Start Material provided

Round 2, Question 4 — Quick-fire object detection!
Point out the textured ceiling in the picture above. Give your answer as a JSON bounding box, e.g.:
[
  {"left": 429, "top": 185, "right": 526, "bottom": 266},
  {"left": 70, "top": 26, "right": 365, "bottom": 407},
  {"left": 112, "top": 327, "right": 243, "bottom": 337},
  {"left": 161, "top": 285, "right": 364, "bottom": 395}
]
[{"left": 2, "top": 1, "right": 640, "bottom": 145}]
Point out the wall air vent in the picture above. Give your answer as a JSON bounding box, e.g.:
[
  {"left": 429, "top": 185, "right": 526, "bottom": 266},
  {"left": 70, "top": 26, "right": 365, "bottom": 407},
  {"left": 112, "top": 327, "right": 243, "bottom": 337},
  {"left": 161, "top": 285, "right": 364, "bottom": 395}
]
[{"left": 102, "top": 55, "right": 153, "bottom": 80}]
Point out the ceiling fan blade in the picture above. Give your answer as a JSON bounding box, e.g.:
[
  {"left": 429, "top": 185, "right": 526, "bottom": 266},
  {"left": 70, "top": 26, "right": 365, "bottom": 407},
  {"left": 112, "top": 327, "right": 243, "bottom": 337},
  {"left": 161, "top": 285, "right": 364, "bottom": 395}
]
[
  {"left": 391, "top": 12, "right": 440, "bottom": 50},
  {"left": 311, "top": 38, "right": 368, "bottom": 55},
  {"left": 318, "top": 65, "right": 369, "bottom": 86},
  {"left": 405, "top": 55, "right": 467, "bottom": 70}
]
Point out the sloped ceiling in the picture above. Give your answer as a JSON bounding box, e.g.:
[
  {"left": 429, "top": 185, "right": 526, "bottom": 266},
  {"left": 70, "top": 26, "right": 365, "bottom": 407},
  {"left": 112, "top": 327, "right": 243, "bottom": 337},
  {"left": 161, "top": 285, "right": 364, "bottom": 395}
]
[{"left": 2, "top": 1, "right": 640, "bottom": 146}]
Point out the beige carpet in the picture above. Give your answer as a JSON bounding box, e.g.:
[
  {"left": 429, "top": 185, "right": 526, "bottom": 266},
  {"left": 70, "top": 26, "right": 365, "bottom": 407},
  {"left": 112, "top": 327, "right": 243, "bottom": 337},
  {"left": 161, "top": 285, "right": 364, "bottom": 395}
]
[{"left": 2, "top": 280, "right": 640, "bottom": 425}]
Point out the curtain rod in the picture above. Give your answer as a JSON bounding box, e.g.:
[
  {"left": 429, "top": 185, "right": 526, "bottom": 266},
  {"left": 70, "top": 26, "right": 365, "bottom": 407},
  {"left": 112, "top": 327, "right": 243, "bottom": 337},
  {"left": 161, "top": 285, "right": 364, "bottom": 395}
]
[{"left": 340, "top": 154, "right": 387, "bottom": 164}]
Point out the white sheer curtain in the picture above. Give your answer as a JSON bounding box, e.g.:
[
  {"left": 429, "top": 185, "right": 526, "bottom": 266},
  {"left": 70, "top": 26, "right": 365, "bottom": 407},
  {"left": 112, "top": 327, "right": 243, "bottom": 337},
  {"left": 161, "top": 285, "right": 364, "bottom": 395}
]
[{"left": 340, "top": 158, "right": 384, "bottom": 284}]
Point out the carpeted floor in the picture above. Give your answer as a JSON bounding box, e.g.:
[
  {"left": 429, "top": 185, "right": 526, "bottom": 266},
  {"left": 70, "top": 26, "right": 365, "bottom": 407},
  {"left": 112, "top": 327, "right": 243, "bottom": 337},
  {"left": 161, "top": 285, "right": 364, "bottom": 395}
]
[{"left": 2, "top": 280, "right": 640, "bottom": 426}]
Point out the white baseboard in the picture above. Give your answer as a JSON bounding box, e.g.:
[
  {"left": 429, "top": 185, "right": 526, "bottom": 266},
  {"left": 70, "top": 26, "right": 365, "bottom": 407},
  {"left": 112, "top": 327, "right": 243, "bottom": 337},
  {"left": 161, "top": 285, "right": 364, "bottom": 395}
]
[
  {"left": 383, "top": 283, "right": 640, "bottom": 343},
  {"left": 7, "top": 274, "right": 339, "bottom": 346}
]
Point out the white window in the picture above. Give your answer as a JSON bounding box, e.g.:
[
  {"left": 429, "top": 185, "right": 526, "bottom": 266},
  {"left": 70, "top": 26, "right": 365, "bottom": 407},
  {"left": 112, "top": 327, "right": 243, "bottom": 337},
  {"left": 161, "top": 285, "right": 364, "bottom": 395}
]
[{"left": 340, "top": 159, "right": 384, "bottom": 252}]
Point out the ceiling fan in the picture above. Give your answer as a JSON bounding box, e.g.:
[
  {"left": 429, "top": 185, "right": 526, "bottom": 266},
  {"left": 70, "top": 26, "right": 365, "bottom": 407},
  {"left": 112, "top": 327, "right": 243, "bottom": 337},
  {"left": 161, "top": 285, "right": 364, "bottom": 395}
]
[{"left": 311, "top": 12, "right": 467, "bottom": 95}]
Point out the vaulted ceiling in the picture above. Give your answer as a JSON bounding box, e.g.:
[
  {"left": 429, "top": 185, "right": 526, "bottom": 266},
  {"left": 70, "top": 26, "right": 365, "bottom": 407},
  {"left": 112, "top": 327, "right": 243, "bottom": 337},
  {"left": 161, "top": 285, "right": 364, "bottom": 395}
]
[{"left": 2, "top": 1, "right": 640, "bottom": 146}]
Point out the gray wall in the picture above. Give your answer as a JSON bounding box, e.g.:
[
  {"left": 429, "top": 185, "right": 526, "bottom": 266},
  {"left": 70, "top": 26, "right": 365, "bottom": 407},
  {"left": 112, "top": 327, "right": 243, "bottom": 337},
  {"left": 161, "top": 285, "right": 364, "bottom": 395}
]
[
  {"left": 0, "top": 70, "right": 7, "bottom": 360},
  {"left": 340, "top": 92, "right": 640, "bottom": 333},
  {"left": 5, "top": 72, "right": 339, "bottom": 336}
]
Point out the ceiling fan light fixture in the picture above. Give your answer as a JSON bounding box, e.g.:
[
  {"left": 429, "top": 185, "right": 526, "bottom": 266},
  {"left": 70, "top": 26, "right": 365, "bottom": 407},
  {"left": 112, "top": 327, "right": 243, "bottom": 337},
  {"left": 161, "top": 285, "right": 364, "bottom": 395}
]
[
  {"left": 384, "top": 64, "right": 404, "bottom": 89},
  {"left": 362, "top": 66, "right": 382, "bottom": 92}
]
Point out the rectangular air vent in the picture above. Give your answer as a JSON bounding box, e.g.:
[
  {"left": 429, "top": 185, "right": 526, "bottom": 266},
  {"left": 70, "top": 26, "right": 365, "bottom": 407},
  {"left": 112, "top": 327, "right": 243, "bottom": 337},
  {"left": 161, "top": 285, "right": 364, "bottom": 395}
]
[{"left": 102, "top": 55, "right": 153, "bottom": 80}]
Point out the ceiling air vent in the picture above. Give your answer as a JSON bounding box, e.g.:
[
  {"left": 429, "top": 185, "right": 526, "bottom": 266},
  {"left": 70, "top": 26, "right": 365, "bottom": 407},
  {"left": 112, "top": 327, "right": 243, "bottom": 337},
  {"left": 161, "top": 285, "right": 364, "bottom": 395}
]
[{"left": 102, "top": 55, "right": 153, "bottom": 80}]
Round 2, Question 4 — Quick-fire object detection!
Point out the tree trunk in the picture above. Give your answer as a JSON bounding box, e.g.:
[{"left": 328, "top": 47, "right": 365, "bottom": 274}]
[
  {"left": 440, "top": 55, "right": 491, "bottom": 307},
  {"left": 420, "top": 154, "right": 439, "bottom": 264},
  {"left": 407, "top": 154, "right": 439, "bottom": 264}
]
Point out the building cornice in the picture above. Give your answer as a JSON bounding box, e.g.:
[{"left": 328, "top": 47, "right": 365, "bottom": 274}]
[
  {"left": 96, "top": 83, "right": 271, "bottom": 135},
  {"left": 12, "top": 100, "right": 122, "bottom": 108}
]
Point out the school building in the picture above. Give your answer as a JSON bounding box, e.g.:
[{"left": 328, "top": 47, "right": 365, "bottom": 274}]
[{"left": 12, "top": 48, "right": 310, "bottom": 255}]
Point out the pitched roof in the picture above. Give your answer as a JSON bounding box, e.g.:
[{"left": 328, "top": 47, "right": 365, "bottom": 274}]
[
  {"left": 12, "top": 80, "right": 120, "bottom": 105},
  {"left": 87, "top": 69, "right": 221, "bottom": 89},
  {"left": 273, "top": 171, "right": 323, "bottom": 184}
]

End Material provided

**Your task:** Would you give again, word for word, every line from the one with "Point out the school" through the final line of the listing above?

**Exercise solution:**
Point out the school building in the picture above. Give your answer as a JSON bounding box, e.g.:
[{"left": 328, "top": 47, "right": 365, "bottom": 274}]
[{"left": 12, "top": 48, "right": 310, "bottom": 255}]
Point out the pitched roof in the picture above. Give your answer as a JSON bounding box, e.g.:
[{"left": 328, "top": 47, "right": 365, "bottom": 274}]
[
  {"left": 12, "top": 80, "right": 120, "bottom": 105},
  {"left": 87, "top": 69, "right": 221, "bottom": 89},
  {"left": 273, "top": 171, "right": 323, "bottom": 184}
]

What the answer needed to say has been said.